## What you will do
From the piece on the Hillingdon Library project, list every approach that the final paragraph says the project has not been about.

5 years of the Hillingdon Library project

It is 5 years this month since 2 councillors in London called and asked if we could look at how to improve the library service in Hillingdon, for which one of them had been made responsible.

With some difficulty over the next few months we assembled all the information about how the service operated and all the places that money was spent. We talked to front line staff, office staff, the public and also senior officers from all parts of the council.

We drew up a private plan and the councillor gave directions as to what he wanted to be done.

We had learned that - contrary to almost all of the advice received from elsewhere- what really mattered to the public are the stock of reading material; the design of the buildings to make them attractive, interesting, convivial and useful; the opening hours and the ability of the staff to be helpful, friendly and knowledgeable. It was clear that if those were done properly an awful lot of people would use the service, more than were using the rather desolate library buildkings that existed at the time

By and large these were not the things that most of the money in the service was spent on at all. Most of it went on an outdated management strcuture, both in the library service and in the council itself, an extraordinary distribution set up and a host of other activities of marginal interest or relevance to the public.

The councillor - and increasingly his officers- were unflinching in their pursuit of giving the public what they want - and so, library by library- starting with the smallest community libraries,- they have managed a programme of transformation that has both saved money and made the libraries far more useful, used and popular.

It is a model. There are, of course, other places around the country where good things have been done, but none that I have seen have concentrated so hard on those basics of the service that the public really want - as opposed to concentrating on political theories about what libraries ought to do. None has so totally restructured to provide proper management and leadership

With success has come growing approval and support within the council itself. The councillors have realised that a good library service is actually a vote winner- it has become one of the most talked about achievements of Hillingdon council Last year The Bookseller awarded a new prize for the best public library service to the London Borough of Hillingdon The project has been well publicised and applauded as it deserves to be. The councillors and officers have done a wonderful job- especially if you know how difficult it is to do things well in local councils

Early into the regime of budget cuts, Hillingdon announced that far from cut its library service, it would contine to pursue the improvement programme

Yet here finally is a note of bitterness.- I know that if what was done in Hillingdon were done elsewhere there would never have been a question of closing a library service anywhere. There is no problem of cost - and when libraries are good, they are widely used and represent fabulous value for money.

Yet all those who have authority over libraries have, for 5 long years, ignored this project, simply because it did not fit the agenda - agendas - that they wished to pursue. It hasn't had a PFI for large amounts of money; it hasn't been about trusts or outsourcing; it hasn't been about healthcare; it hasn't been about co-location; it hasn't been about having volunteers replace paid staff-- it has just been about plain honest simple good management, by a council, of a public service.

## Collected data

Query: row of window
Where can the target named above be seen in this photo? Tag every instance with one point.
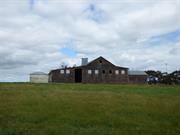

## Completed exercise
- A PFI for large amounts of money
- Trusts or outsourcing
- Healthcare
- Co-location
- Having volunteers replace paid staff